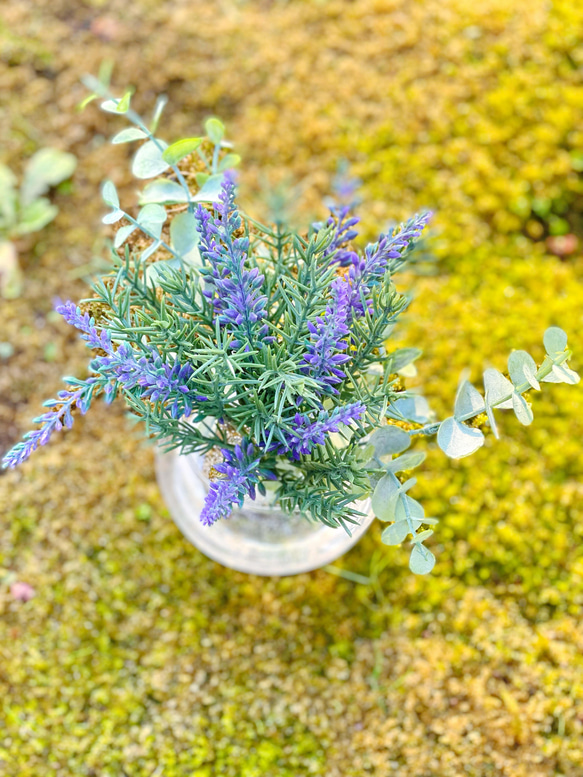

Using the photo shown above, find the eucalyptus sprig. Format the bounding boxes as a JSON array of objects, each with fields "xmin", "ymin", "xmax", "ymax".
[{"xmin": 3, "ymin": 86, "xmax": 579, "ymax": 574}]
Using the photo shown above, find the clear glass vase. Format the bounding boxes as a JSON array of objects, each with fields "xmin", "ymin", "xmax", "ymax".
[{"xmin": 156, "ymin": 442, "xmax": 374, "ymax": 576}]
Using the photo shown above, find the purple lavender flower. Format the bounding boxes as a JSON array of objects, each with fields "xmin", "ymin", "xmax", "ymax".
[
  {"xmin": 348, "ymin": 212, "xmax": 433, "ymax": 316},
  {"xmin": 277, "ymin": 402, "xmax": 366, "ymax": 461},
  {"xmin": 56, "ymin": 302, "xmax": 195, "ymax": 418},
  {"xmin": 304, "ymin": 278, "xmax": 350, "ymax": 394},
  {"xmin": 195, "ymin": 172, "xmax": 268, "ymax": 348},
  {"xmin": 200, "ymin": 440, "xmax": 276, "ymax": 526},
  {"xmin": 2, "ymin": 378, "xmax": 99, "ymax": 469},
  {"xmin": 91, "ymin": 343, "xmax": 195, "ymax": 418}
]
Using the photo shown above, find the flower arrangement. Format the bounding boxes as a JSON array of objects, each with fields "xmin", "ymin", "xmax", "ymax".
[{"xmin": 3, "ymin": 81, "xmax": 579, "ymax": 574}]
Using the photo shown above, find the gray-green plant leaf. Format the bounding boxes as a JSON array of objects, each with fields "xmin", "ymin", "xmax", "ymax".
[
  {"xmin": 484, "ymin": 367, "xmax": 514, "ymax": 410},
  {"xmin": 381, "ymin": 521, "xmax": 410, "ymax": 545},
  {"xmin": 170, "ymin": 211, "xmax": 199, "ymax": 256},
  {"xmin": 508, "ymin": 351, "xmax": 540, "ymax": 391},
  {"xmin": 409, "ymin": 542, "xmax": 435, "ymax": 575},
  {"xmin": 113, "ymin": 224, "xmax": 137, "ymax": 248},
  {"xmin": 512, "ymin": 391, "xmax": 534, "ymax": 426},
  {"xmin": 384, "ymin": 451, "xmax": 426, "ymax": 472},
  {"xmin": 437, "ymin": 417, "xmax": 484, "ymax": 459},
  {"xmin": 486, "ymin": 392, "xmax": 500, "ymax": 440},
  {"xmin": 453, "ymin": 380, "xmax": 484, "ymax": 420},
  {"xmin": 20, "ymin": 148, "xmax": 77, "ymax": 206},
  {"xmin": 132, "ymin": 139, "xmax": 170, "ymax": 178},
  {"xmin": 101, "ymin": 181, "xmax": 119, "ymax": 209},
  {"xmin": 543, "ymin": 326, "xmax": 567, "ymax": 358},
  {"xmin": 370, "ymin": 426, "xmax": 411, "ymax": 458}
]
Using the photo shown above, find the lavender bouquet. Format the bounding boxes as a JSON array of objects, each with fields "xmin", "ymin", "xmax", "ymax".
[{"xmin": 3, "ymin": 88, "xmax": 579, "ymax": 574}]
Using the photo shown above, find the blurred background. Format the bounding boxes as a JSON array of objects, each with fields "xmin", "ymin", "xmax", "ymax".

REQUIREMENTS: Pull out every line of the records that contains the word "flower" with the same capitalization.

ANSWER TO THE PROBLEM:
Using the photo shown above, find the purple lavender flower. Format the bounding boxes as a JSON array of objects, each with fields "xmin", "ymin", "xmax", "ymax".
Using the photo shown above, find the flower arrangement. Format the bounding boxes as a JSON array of objects, each with fields "xmin", "ymin", "xmax", "ymax".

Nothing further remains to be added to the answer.